_Working data_.
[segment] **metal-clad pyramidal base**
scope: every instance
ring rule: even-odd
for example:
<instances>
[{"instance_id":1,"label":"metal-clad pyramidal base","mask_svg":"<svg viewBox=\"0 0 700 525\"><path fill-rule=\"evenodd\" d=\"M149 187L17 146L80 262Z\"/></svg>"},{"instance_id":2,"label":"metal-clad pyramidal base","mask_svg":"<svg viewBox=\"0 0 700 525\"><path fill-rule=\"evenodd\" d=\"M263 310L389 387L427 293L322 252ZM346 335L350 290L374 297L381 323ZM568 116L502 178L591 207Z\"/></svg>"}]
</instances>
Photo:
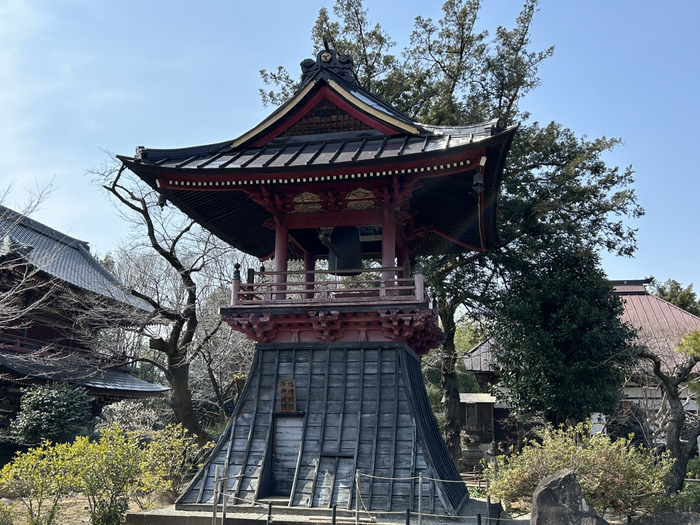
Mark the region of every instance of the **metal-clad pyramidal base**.
<instances>
[{"instance_id":1,"label":"metal-clad pyramidal base","mask_svg":"<svg viewBox=\"0 0 700 525\"><path fill-rule=\"evenodd\" d=\"M459 515L460 481L407 345L261 343L228 427L177 505L211 510L225 494L229 507Z\"/></svg>"}]
</instances>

_The problem_.
Copy everything in the records above except the pictures, exactly as written.

_Response area_.
[segment] **metal-clad pyramidal base**
scope: every instance
ring rule: even-odd
for example:
<instances>
[{"instance_id":1,"label":"metal-clad pyramidal base","mask_svg":"<svg viewBox=\"0 0 700 525\"><path fill-rule=\"evenodd\" d=\"M149 187L17 146L80 262Z\"/></svg>"},{"instance_id":2,"label":"metal-clad pyramidal base","mask_svg":"<svg viewBox=\"0 0 700 525\"><path fill-rule=\"evenodd\" d=\"M263 310L389 387L427 293L322 252ZM346 335L350 290L374 297L381 323ZM568 116L502 178L591 207Z\"/></svg>"}]
</instances>
Photo:
Mark the region of every instance of the **metal-clad pyramidal base**.
<instances>
[{"instance_id":1,"label":"metal-clad pyramidal base","mask_svg":"<svg viewBox=\"0 0 700 525\"><path fill-rule=\"evenodd\" d=\"M459 515L460 481L407 345L261 343L228 427L177 505L211 510L225 494L229 507Z\"/></svg>"}]
</instances>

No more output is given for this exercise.